──────── Material shown

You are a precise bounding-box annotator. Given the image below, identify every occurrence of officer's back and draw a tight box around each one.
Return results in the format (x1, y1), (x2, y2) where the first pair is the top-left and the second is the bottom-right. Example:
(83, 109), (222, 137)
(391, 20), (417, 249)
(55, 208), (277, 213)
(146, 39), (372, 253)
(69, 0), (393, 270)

────────────────
──────── Material shown

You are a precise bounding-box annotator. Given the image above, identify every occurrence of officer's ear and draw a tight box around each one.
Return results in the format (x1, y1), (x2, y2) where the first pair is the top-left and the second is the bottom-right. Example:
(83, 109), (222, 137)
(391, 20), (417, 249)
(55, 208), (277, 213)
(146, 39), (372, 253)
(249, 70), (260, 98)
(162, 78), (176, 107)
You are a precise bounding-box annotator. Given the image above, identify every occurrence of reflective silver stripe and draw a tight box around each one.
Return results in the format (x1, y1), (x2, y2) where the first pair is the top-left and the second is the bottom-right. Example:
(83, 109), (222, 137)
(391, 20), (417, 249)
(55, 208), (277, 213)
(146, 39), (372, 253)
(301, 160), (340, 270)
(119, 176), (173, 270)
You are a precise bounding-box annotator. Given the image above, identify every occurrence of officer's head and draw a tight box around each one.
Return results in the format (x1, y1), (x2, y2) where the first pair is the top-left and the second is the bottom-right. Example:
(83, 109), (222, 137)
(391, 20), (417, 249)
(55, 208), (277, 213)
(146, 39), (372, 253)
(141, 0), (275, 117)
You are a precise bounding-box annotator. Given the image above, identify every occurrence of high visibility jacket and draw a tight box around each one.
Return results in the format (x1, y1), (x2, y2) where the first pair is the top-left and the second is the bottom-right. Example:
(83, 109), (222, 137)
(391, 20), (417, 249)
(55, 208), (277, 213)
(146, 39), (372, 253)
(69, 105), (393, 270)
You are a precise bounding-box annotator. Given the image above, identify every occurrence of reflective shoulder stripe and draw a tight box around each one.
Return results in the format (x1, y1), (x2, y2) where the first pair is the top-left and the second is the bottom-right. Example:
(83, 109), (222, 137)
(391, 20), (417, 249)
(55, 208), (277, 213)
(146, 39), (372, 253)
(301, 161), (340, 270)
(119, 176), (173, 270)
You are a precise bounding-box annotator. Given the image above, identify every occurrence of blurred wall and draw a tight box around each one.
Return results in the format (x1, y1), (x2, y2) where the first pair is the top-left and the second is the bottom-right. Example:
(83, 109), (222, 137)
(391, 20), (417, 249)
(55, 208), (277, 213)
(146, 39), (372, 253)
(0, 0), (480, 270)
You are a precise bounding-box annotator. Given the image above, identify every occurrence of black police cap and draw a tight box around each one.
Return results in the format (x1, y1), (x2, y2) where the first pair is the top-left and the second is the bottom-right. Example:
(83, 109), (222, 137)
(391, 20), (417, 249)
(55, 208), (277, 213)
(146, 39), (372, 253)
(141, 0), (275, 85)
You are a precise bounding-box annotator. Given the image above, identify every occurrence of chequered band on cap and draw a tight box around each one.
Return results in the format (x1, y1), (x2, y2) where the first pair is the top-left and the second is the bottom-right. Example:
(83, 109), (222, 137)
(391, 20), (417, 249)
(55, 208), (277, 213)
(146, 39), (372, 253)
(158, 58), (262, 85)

────────────────

__Brief__.
List every line in the material above that contains the word "precise".

__Exercise output__.
You are a precise bounding-box annotator. Given the image below, identify every occurrence of officer's back and draw a tight box around each one.
You are a precise bounding-box annotator. Given the image above, identify every occurrence of officer's ear and draw a tight box around each one.
You are a precise bounding-box annotator. Given the image above, identify every occurrence of reflective silver stripe and draw a tight box around each one.
You are a precise bounding-box annotator. Given the image above, identify every occurrence of officer's head and draw a tight box around each one.
You are a precise bounding-box annotator. Given the image above, identify every occurrence of high visibility jacket and draw a tight box around each one.
You are a precise bounding-box annotator. Given the image above, identify every occurrence of reflective shoulder stripe and draw a tight box around each one.
You are a precise bounding-box annotator. Given the image above, identify every occurrence of blurred wall and draw a tight box around each one.
You are a precise bounding-box annotator. Given the image above, identify every occurrence of black police cap and draw a tight box around each one.
You are a precise bounding-box annotator. Given the image above, identify every occurrence of chequered band on cap and draw a tight box around each one.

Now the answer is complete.